#### [GIVEN PASSAGE]
————

Continuing south-east along the Ligurian coastline, only four miles down from Zoagli and about five miles north-west of Sestri Levante you reach the town of Chiavari. This is a real Italian town, even more so than Rapallo, because the seafront here is not its best feature nor in fact the reason for visiting.
Chiavari is bigger than most of the other Riviera di Levante coastal towns we’ve written about with a population of 27,000, similar to that of Rapallo. There’s only the river Entella separating it from the next door town of Lavagna but it’s Chiavari that’s the more interesting of the two.
You rarely hear mention of Chiavari, especially in the context of tourism, and yet there is far more to see here than in most Ligurian towns. It doesn’t have the prettiest seafront with a mainly grey gravel beach, but though very modern and functional it’s certainly not ugly.
However, away from the shoreline Chiavari is a bustling and vibrant city that has a prosperous feel about it and in fact is not overly dependent on tourism or its seafront.
It looks less typically Ligurian than most and has a mix of architectural styles and well preserved buildings that could belong to a city well away from the sea in Piedmont or Emilia Romagna. In fact if you’re on a tour of the Ligurian coastline, Chiavari provides a welcome change of style and even more so than Rapallo, here you will find yourself among Italians going about their daily lives rather than focused on catering to tourists.
Furthermore, in the center of town there is no real sign that tourism is on anyone’s mind at all. Don't underestimate what a refreshing change that can be at times, because you'll never find places like Chiavari through your travel agent.
A good place to start your walking tour of Chiavari and to get a feel for the town would be Viale Enrico Millo where you can see some excellent examples of very well preserved late 19th century and early 20th century Liberty style buildings (second photo from top). These are wide palm filled streets, not quite boulevards, but perfect for walking and never crowded.
We picked the Sunday antiques and art market day to come to Chiavari and if you can work this into your itinerary then it’s certainly worthwhile because there’s a fabulous atmosphere here on market day and it is very well attended. It’s usually held on the second weekend in the month. If you like to people-watch, especially all those hand signals and exaggerated mannerisms that Italians are famous for, then this is the time and place to do it.

————

Labeled region records:
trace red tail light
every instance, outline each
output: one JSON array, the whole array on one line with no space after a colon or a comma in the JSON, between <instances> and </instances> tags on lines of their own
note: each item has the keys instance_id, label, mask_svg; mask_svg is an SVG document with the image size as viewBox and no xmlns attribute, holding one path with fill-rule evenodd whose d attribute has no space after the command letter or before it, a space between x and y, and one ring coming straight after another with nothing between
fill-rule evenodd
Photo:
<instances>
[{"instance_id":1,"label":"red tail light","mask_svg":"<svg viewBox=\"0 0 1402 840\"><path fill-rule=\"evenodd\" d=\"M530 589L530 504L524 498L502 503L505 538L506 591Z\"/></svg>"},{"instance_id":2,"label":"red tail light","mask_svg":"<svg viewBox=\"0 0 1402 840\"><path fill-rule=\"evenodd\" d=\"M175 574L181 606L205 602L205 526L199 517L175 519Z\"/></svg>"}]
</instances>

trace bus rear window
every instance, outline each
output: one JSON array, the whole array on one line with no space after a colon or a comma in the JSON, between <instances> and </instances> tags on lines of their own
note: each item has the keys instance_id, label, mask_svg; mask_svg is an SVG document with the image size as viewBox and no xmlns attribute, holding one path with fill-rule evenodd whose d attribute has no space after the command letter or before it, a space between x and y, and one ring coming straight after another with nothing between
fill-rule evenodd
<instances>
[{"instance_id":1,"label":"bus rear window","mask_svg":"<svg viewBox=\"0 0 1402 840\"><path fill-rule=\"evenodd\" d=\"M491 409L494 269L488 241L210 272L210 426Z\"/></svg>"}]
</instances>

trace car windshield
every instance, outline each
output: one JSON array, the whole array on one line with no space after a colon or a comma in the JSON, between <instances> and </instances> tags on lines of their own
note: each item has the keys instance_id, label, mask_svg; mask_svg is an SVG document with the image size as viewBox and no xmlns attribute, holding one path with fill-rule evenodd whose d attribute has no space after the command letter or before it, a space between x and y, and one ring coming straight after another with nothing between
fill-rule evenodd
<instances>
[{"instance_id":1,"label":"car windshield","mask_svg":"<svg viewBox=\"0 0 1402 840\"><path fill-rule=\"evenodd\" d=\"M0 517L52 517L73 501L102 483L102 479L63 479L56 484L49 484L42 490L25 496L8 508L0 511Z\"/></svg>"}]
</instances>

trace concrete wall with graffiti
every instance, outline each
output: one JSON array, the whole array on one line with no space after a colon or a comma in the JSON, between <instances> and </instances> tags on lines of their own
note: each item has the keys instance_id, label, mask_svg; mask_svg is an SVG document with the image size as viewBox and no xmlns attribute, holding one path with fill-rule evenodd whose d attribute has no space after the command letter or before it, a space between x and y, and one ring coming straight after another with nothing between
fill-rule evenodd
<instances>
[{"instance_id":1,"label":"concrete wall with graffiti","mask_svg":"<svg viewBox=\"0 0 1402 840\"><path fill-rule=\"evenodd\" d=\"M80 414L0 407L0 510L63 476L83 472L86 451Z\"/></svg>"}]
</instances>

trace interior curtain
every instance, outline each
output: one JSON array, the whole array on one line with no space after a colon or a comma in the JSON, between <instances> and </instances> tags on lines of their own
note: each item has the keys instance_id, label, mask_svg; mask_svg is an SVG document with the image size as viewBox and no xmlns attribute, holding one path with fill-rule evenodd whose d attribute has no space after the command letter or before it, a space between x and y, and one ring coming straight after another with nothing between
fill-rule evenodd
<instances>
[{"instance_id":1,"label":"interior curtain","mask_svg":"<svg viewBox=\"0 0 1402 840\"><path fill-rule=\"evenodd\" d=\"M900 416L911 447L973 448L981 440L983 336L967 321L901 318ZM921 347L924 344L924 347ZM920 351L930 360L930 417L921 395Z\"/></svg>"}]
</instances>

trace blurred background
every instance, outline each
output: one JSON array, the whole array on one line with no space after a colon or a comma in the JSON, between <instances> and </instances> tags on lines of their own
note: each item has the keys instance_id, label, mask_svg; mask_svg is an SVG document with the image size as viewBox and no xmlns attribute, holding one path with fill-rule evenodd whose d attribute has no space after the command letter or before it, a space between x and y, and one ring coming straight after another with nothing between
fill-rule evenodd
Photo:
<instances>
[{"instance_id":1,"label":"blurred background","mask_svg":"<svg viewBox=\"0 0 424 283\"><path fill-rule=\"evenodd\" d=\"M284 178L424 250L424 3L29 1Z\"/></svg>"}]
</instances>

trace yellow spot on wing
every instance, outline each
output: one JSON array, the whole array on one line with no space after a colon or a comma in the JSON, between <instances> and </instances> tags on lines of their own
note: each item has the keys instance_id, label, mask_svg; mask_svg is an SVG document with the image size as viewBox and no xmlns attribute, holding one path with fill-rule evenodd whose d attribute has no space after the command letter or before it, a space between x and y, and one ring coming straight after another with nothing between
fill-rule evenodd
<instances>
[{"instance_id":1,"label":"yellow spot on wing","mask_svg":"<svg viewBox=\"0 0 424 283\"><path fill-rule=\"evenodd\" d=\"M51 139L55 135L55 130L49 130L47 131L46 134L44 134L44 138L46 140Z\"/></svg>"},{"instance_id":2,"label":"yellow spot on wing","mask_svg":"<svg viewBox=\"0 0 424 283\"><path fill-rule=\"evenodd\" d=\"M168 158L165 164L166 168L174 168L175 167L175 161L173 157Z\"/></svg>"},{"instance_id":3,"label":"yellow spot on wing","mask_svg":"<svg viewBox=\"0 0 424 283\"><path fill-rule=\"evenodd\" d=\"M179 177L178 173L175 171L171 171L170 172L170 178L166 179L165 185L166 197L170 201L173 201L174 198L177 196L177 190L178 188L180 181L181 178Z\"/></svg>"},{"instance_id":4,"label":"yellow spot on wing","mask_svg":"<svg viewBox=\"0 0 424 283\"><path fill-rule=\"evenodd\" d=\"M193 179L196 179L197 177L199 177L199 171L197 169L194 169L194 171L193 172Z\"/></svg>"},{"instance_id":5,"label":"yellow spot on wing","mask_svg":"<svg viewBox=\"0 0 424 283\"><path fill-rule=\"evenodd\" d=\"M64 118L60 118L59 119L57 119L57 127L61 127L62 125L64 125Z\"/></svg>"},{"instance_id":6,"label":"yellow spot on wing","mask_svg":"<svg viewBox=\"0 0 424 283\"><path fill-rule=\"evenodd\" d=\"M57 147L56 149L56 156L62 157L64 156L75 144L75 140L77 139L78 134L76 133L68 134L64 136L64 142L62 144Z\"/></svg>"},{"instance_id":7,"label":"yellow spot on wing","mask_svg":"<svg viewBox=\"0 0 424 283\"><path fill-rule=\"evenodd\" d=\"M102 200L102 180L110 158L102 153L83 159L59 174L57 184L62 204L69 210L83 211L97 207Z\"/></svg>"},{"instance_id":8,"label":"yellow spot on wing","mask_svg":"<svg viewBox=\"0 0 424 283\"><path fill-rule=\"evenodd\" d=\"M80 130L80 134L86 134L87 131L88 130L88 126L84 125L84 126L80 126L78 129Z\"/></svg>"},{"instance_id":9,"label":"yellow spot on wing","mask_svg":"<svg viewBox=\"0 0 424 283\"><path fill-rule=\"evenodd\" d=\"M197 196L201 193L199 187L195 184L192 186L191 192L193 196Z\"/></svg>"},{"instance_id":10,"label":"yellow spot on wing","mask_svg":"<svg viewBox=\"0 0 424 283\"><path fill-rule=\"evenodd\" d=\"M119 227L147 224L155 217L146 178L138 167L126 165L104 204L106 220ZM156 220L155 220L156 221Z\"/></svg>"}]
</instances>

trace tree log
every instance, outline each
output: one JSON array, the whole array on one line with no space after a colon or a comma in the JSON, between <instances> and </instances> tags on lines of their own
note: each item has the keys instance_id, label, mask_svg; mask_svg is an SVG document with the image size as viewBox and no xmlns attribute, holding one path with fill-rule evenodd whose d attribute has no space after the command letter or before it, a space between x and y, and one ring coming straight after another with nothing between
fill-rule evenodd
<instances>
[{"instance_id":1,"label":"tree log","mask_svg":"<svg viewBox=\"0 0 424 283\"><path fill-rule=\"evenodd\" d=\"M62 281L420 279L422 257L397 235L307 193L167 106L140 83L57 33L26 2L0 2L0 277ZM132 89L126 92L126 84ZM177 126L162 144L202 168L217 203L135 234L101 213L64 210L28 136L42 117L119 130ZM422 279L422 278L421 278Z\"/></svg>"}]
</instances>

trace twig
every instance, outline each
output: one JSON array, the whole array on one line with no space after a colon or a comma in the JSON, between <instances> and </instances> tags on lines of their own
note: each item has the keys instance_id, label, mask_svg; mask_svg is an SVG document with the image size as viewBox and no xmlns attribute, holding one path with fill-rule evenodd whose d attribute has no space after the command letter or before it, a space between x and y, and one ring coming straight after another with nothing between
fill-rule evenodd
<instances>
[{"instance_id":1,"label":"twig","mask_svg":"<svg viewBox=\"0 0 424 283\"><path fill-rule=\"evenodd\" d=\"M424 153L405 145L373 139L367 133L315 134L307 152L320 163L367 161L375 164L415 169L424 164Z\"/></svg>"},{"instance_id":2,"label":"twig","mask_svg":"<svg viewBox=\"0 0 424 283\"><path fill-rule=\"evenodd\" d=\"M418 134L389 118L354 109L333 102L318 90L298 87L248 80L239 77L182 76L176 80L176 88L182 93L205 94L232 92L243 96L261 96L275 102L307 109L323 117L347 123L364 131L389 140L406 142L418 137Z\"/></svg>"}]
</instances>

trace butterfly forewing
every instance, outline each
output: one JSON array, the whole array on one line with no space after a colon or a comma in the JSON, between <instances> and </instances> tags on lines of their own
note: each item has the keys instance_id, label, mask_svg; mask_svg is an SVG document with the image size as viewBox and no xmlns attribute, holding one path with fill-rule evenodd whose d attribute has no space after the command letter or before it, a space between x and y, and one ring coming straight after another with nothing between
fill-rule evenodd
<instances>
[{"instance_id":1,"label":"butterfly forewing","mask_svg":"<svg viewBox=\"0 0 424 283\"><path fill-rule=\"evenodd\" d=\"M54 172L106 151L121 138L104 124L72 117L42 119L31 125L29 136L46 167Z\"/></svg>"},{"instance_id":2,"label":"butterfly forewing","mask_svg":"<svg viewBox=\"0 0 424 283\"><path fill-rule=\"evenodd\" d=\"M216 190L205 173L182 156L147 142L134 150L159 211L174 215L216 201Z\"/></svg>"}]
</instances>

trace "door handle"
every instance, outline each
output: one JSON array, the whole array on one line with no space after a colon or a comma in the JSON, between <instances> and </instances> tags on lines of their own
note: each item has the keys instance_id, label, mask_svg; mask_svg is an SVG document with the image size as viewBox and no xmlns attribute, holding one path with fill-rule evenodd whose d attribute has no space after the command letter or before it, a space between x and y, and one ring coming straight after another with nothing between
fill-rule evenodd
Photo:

————

#### [WRITTEN PROBLEM A]
In the passage on Chiavari, what separates the town from neighboring Lavagna?
#### [WRITTEN PROBLEM B]
Pick up the travel piece on Chiavari after its last sentence and write the next part.

#### [EXERCISE ANSWER A]
The river Entella.

#### [EXERCISE ANSWER B]
This is not your typical flea market (Mercato delle Pulci) but a proper antique and art market (Mercato dell'Antiquariato) and much better than the equivalent market in Lucca for example. There are also lots of interesting and well-crafted bric-a-brac and you should be able to find something small enough to take home.
The market day stalls start just off Enrico Millo as you turn onto Via Martiri della Liberazione and even if it's not market day this should be the next street on your tour. The sidewalks here quickly become a long series of medieval porticoes on either side of the road much like you would see in Bologna or several other Italian towns.
They attest to the rise of the new merchant class in the second half of the 14th century and reflect the growth and importance of Chiavari at that time. The Chiavari porticoes are not as grand as those in Bologna and have plain arches rather than sculpted columns, but contained within them are lots of well preserved etched glass shop fronts dating back to the Liberty period or even before.
Chiavari doesn’t seem to be unduly suffering economically because just about every space beneath the porticoes is occupied by stylish boutiques, shops, gelaterie and pasticcerie, many of which have retained those lovely old interiors that contribute to the sense of tradition.
There always seems to be a correlation in Italy between the interior decor of a cafe and the quality of its coffee and pastries and when you walk into one of these coffee shops from the late 19th century, often with highly ornate mirrors and marble fixtures, there’s an additional pleasant aspect to the morning coffee ritual, emanating from a sense of history and tradition perhaps.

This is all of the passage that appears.